Repeat the data word for word. Do not include the pictures.

* start *

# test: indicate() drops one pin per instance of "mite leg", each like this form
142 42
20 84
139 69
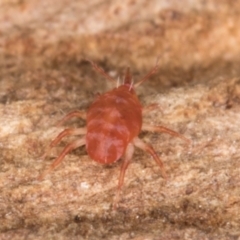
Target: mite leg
70 115
147 127
66 132
128 157
151 107
77 143
148 148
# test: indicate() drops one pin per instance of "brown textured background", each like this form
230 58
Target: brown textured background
43 75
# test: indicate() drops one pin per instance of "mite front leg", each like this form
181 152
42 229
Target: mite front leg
128 157
148 148
152 107
150 128
66 132
76 113
75 144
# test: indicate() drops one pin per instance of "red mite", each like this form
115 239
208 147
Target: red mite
114 121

* end *

▶ _Written response_:
# test: indicate() drops one pin per instance of "mite leg", each like this form
142 42
20 84
139 69
Target: mite leg
70 115
147 127
66 132
128 157
151 107
77 143
148 148
# test: indicate() drops one pin per instance of "brown textured background", each like this form
230 58
Target: brown textured background
43 75
# test: indicate() drops one pin per instance of "mite front leg", each like this form
181 152
42 229
Target: mite front leg
128 157
148 148
152 107
150 128
66 132
76 113
75 144
# test: indicate() drops one pin per instance of "red mite", each like this form
115 239
208 147
Target: red mite
114 121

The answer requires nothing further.